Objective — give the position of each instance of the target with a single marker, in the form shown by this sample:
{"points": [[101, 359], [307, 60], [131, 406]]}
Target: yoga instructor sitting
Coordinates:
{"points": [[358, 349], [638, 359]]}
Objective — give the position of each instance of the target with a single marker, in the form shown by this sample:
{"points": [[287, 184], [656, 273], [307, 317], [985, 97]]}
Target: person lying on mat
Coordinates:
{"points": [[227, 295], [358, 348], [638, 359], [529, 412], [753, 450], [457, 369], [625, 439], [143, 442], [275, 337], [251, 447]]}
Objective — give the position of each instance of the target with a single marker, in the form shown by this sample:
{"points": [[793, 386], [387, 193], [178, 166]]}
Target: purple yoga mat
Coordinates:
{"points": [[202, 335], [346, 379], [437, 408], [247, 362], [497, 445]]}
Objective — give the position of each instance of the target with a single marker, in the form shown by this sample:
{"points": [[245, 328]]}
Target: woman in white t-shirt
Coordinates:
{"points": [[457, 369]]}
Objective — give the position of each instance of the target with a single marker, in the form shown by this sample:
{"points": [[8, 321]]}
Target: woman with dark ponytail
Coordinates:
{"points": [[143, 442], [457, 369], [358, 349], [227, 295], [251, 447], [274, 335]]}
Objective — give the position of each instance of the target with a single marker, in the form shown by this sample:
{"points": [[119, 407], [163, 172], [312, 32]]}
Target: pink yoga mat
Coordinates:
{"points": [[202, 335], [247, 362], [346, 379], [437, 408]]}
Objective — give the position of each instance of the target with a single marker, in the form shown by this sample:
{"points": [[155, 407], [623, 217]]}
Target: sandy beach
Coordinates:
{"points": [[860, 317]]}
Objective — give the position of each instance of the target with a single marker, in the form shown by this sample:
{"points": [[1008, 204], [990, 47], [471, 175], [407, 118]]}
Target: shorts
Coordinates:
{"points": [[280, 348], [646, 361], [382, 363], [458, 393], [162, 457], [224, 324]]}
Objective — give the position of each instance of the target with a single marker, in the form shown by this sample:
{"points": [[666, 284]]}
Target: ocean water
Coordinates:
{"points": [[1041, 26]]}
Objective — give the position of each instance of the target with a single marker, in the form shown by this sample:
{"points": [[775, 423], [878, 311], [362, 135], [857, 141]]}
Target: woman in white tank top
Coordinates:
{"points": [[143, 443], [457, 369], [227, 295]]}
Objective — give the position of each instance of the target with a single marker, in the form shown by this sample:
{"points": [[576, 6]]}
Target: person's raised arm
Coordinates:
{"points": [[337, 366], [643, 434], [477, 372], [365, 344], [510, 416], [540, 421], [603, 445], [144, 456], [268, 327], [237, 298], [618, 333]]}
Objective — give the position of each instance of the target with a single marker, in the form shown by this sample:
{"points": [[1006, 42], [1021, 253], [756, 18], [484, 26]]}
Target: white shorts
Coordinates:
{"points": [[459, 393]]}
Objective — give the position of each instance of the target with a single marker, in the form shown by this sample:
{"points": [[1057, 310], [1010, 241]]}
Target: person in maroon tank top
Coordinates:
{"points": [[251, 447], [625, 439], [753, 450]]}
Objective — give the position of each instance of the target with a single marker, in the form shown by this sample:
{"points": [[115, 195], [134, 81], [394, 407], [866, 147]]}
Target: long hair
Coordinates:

-*-

* CHALLENGE: From the material above, copy out every line that contains the string "yoga". Matching is case-sensitive.

* EXPECTED OUTPUT:
Target: yoga instructor sitting
Target: purple yoga mat
Target: pink yoga mat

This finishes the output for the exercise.